*Items listed in a dataset:*

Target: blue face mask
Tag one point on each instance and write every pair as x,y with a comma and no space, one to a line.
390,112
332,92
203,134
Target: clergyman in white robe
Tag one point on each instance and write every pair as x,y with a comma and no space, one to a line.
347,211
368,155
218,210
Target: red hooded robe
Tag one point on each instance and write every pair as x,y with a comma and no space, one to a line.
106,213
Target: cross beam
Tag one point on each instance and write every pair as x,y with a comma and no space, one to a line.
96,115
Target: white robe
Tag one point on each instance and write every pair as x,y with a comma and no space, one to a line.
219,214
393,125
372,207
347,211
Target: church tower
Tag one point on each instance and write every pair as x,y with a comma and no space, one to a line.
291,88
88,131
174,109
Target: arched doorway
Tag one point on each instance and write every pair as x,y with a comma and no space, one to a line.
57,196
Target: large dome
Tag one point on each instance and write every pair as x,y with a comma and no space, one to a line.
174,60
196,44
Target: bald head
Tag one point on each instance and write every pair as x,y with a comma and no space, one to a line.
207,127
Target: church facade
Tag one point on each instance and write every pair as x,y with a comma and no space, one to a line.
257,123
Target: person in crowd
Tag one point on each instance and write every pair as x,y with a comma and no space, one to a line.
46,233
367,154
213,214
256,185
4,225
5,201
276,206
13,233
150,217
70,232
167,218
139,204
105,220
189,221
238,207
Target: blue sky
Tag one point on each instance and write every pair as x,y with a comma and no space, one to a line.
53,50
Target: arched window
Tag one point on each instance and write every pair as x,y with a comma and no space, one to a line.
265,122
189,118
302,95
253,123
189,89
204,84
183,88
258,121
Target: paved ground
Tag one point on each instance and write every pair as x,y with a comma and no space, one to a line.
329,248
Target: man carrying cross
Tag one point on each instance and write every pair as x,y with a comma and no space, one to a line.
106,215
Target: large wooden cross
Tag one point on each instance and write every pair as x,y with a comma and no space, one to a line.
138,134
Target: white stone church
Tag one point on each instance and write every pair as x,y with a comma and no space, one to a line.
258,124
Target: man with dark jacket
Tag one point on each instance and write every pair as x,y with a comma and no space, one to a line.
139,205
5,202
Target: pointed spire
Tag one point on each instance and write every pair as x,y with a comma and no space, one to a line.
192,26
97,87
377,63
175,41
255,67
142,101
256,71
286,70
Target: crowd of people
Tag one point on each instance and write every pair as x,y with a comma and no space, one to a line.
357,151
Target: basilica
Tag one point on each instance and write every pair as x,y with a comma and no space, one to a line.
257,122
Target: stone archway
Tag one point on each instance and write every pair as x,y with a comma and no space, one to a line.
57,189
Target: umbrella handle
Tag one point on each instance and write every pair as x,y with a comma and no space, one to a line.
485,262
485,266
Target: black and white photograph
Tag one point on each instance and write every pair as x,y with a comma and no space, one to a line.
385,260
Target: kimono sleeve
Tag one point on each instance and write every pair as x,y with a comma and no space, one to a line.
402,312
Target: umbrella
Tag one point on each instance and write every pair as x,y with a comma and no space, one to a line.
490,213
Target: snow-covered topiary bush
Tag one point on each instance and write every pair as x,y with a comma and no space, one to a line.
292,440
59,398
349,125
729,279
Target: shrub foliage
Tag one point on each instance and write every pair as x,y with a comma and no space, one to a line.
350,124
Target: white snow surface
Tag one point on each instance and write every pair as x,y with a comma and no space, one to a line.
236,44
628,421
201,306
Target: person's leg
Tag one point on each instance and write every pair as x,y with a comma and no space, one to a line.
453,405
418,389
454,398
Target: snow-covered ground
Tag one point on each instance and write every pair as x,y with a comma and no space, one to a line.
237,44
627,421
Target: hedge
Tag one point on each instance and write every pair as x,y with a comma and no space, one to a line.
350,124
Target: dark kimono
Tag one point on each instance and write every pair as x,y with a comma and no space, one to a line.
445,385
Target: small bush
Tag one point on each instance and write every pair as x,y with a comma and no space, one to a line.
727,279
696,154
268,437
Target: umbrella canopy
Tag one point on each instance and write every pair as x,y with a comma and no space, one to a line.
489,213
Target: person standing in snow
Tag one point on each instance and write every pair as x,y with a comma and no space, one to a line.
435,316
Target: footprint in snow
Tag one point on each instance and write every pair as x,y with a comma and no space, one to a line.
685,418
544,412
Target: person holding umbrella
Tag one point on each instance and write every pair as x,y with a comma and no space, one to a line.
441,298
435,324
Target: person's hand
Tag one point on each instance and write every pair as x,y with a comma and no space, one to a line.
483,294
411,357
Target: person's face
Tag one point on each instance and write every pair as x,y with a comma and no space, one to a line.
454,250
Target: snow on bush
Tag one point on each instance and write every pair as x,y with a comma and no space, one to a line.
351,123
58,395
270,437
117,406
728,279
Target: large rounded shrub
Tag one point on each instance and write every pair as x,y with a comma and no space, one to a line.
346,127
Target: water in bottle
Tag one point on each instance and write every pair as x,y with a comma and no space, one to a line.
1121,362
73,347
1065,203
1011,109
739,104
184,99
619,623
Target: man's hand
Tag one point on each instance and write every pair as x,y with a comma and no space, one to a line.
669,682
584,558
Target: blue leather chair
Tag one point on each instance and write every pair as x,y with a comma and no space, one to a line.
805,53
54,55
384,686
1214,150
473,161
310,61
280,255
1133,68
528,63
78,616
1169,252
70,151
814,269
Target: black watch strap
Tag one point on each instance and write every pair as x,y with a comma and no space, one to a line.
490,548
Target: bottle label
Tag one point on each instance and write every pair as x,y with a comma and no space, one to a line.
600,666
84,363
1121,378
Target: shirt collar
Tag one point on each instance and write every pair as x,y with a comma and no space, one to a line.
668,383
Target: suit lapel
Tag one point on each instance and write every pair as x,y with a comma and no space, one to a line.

*THE PROBLEM:*
Go through the records above and set each one down exactly, please.

*FINISHED EXERCISE:*
Target: blue face mask
Tag one point on each instance and write every pair as x,y with a comma and no space, one to a line.
390,112
332,92
203,134
Target: clergyman in white robe
Tag one point on each instance and write every pair as x,y with a comma and no space, one to a line.
347,211
368,155
218,210
Target: red hooded robe
Tag one point on each instance and write every pair as x,y with a comma and no space, one to a line.
106,213
Target: cross beam
Tag one point on each instance and write every pair as x,y with a comma and no space, one to a line.
96,115
Target: white robe
Tag one point on each instance and write every pair as x,y with a comma and no space, one to a line.
219,214
393,125
372,207
347,211
Target: church tower
Tag one point on each instance and write every pair as x,y with a comma and no space, one to a line.
291,88
88,131
174,109
Target: arched doorway
Tag one point on each instance and write every pair as x,y with a comma and no space, one to a line.
57,196
Target: large dome
Tag one point on each instance and write every pair as x,y with a comma and no space, one to a line.
174,60
196,44
Target: bald head
Tag one point on each instance and write every pair as x,y with a comma and no space, one to a line.
207,127
Target: church facade
Tag one point on each instance and write every pair as x,y with a comma and no space, one to a line.
257,123
Target: person in crowd
Tag one point on each instance and write every pair as x,y with a comma and no space, one to a line.
46,233
367,154
213,214
256,185
4,225
5,201
276,206
13,233
150,217
70,232
167,218
139,204
105,220
189,221
238,207
Target: blue sky
Tag one point on each instance and write every pair as x,y with a comma and no space, one to a line.
53,50
Target: arched window
Tag one point on each instance and write every pair as x,y with a comma and no space, one to a line.
265,122
189,118
302,95
253,123
189,89
204,84
183,88
258,121
Target: paved ground
Tag one point on each instance and write every pair as x,y with a comma and no space, one to a line.
329,248
Target: man carrying cross
Tag one point on each instance and write every pair as x,y with a comma and no space, one to a line.
106,215
Target: large wooden cross
Tag one point on each instance and write every pair as x,y with a comma and no space, one to a line.
138,134
Target: white stone church
Tag one point on each instance and write every pair as x,y with a comma and no space, one to a line.
258,124
Target: man with dark jacket
Tag one point on each instance and write every pair as x,y with a comma and no space, one to a line.
139,205
5,202
Target: pointed spire
Tag one point on each instance and write every pair as x,y with a comma and no space, one to a line.
192,26
97,87
377,63
175,41
255,67
142,101
256,71
286,70
Target: crowd of people
Tag one point on each instance and write every pair as x,y with a comma and no space, one to a line.
357,151
Target: basilica
Tag one point on each instance and write every pair as x,y with a comma and no space, one to a line.
257,122
Target: stone archway
Tag one point on each instance and write every pair as x,y with a comma and no space, one to a line.
57,189
Target: umbrella handle
Tag one point on each instance and write every pair as x,y with a comma and no space, one to a line.
485,262
485,266
Target: black and white photograph
Tag one point on each instance and write every pair as x,y with a comma and no space, one to a line.
385,260
Target: kimono sleeve
Tag one point on each instance and write every pair as x,y with a comma and no space, one to a line.
402,312
Target: umbrella
Tag one point on each instance and write every pair as x,y with a comma and no space, one to a line.
490,213
Target: snow-covered topiary bush
Tag one point on each instance and write every pair as x,y with a comma and no space, one to a line.
292,440
59,398
349,125
729,279
Target: shrub foliage
Tag one point on each instance and write every pair as x,y with a comma and no space, one to a line.
350,124
Target: white snow surface
Tag one point on each instance and write every pair as x,y with a comma and no space, one to a line.
236,44
628,421
201,306
Target: person's leg
Tag one point on each instance and write every pair as x,y with a comma and no space, one to a line.
453,405
418,389
454,398
Target: snow-covered ground
Tag one point on each instance and write every pair as x,y with a comma and no space, one to a line.
237,44
627,421
Target: hedge
Tag one point on each instance and write every pair as x,y with a comma and no space, one to a line.
350,124
Target: dark kimono
Tag one point on each instance and write every pair as x,y with a comma and no space, one to a line.
445,385
Target: small bush
Tag one point on each instance and write every pair as x,y with a comma and no space, one to a line.
727,279
696,154
268,437
Target: umbrella canopy
Tag one point on each instance and write every pair as x,y with a comma and no space, one to a line.
489,213
Target: person standing in snow
Tag one point on each instance and write every pair as x,y with a comma and no space, one to a line.
435,316
Target: footprint in snow
Tag one point on each instance and write every pair as x,y with a comma and no space, one to a line.
685,418
544,412
Target: person holding umbrella
Tag one point on each instance and write every pair as x,y with a comma and no space, one to a line.
441,298
435,324
Target: person's hand
Tag one point on each instance and write every pair as x,y with a comma and no space, one to a line.
483,294
411,357
Target: person's face
Tag one point on each instance and write every pair as x,y with a comma and no space, one to a line.
454,250
Target: snow on bush
Tag one point on each instance and write every pair as x,y with a comma and no space, one to a line.
351,123
58,395
270,437
117,406
728,279
Target: large rounded shrub
Tag one point on each instance and write every pair as x,y with a comma and no space, one to a line.
346,127
Target: water in bottle
Tag one point on each instance and write every pair as x,y with a comma and no space, one to a line.
1121,362
73,347
1065,203
1011,109
739,104
184,99
619,623
Target: man's hand
Tag one point on each instance and write every pair as x,y with a comma and no space, one to a line.
669,682
584,558
Target: blue leather chair
Tag one point on each instance and write every pair as x,y with a comma and no space, one to a line.
805,53
54,55
384,686
1214,150
473,161
310,61
280,255
1133,68
528,63
78,616
1169,252
70,151
814,269
Target: black watch strap
Tag one point on each instance and write every pair as x,y with a comma and no space, one to a line.
490,548
Target: bottle label
Tag one point on each instance and write every pair as x,y with a comma and no space, one to a line.
600,666
84,363
1121,378
Target: shirt collar
Tag one point on each instance and write every pair as x,y with a comma and no space, one to a line.
668,383
Target: suit lapel
Tag one point on each instance and write every pair as x,y with a comma and no space, one to a line.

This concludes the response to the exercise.